Data extract:
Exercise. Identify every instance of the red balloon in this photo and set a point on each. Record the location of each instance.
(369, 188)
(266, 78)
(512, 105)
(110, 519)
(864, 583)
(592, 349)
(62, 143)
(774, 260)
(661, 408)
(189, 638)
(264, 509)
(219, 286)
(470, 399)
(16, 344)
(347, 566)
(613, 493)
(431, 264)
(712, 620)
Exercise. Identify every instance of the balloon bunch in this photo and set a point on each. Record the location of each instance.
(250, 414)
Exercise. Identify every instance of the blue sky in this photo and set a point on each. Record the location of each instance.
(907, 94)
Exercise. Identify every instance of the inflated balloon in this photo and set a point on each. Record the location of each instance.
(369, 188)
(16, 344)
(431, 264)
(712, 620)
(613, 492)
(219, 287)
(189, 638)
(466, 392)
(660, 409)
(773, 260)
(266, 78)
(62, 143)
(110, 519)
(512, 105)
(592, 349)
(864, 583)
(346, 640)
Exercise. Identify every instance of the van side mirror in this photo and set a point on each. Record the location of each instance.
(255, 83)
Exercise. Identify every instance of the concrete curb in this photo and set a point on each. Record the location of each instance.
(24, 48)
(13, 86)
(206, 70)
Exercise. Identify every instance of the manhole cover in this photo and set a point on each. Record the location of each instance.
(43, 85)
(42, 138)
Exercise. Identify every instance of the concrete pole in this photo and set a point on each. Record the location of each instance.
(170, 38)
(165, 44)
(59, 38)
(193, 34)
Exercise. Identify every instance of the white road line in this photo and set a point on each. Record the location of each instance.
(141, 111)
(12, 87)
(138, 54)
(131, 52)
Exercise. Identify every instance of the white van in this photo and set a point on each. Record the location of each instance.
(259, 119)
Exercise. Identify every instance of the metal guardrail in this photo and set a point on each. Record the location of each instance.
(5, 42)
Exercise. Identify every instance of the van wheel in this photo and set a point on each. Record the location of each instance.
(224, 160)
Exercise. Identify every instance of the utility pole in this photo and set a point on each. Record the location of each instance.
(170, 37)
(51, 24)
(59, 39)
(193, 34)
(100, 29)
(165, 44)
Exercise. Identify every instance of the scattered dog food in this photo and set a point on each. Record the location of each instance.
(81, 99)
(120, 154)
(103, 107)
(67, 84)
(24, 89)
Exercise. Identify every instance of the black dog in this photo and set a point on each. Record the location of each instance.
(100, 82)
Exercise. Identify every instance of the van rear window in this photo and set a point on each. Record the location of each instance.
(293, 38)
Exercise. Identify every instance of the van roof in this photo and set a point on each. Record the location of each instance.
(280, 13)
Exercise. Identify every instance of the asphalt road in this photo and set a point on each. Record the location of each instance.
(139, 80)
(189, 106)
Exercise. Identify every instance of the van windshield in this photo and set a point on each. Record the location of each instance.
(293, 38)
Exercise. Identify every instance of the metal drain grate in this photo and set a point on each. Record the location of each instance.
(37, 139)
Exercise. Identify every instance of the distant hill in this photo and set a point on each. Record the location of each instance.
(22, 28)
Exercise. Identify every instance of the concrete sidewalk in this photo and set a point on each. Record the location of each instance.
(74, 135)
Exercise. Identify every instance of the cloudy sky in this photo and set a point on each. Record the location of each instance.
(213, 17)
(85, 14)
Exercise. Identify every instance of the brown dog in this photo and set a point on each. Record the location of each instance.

Instructions for the task: Rewrite every row above with "set a point" changed to "place a point" and nothing else altered.

Solution for this problem:
Exercise. Identify every instance of the red balloon in this photo and place a point on each. Record the location of each instance.
(369, 188)
(266, 78)
(512, 105)
(110, 519)
(864, 583)
(592, 349)
(62, 143)
(774, 260)
(661, 408)
(189, 638)
(264, 509)
(219, 286)
(470, 399)
(16, 344)
(347, 566)
(613, 493)
(431, 264)
(712, 620)
Exercise. Identify every instance of the balloon bunch in this photo and place a point on each. Record the location of each instance.
(250, 414)
Exercise. Identify every instance of the blue sky in this photo and place a point on each. Record the location of each instance.
(907, 94)
Exercise. Identify every instance of the inflated balloon in this photo and place a point on each. Record the location of each instance.
(369, 188)
(16, 344)
(431, 264)
(712, 620)
(613, 492)
(219, 287)
(189, 638)
(466, 392)
(660, 409)
(773, 260)
(266, 78)
(62, 143)
(110, 519)
(512, 105)
(592, 349)
(864, 583)
(346, 640)
Exercise. Identify every instance of the van side mirror in this photo and place a point on each. Record the location of each instance.
(255, 83)
Exercise. Identify every instance of the concrete curb in this photo and place a point on each. Record the location of each instance.
(24, 48)
(13, 86)
(206, 70)
Exercise. Identify every instance of the manhole cover in this photo and place a point on each. Record the location of each instance.
(43, 85)
(42, 138)
Exercise. Identify every instance of the concrete pole in this photo and place a point on each. Record the location of each instance.
(170, 38)
(165, 44)
(59, 38)
(193, 34)
Exercise. Identify every instance of the white road line in this photo and place a point on each. Record the location of each instance.
(141, 111)
(12, 87)
(138, 54)
(131, 52)
Exercise. Identify every instance of the white van in this photo and place a point on each. Record the location of each instance.
(259, 119)
Exercise. Identify every instance of the metal guardrail in this photo and place a point on each. Record the location of each instance.
(5, 42)
Exercise. Identify every instance of the van wheel in this photo and place a point on each. Record the location of each instance.
(224, 160)
Exercise. Identify every instance of the utility pole in this photo and place a point on each. Record the location of each instance.
(170, 37)
(51, 24)
(59, 39)
(193, 34)
(100, 29)
(165, 44)
Exercise. Identify every instance of the scattered dog food in this photo and place a point on each. Record the location of each instance.
(81, 99)
(120, 154)
(103, 107)
(67, 84)
(24, 89)
Exercise. Identify every instance of the black dog in this photo and place a point on each. Record the location of each instance.
(100, 82)
Exercise. Identify every instance of the van rear window in this photo and place a point on each. Record the location of each instance.
(293, 38)
Exercise. Identify every instance of the van roof in this photo and place a point on each. Record the location of each instance.
(280, 13)
Exercise. Identify every instance of the asphalt road in this photo and place a point on each. Record the location of each instance.
(139, 80)
(189, 106)
Exercise. Identify every instance of the van windshield in this photo and place a point on each. Record the location of each instance.
(293, 38)
Exercise. Identify every instance of the metal drain grate in this photo and place a point on each. Record the location of each instance.
(37, 139)
Exercise. Identify every instance of the distant hill in this photo and place a point on each. Record the location of each instance.
(22, 28)
Exercise. Identify every instance of the concrete sidewalk in this photo and place a point on each. Record the location of each instance.
(74, 135)
Exercise. Identify every instance of the cloudy sky in this photo and place a point on each. Record the location of each instance.
(213, 17)
(85, 14)
Exercise. Identify every instance of the brown dog in this photo and place a point on each. Record the location of each instance.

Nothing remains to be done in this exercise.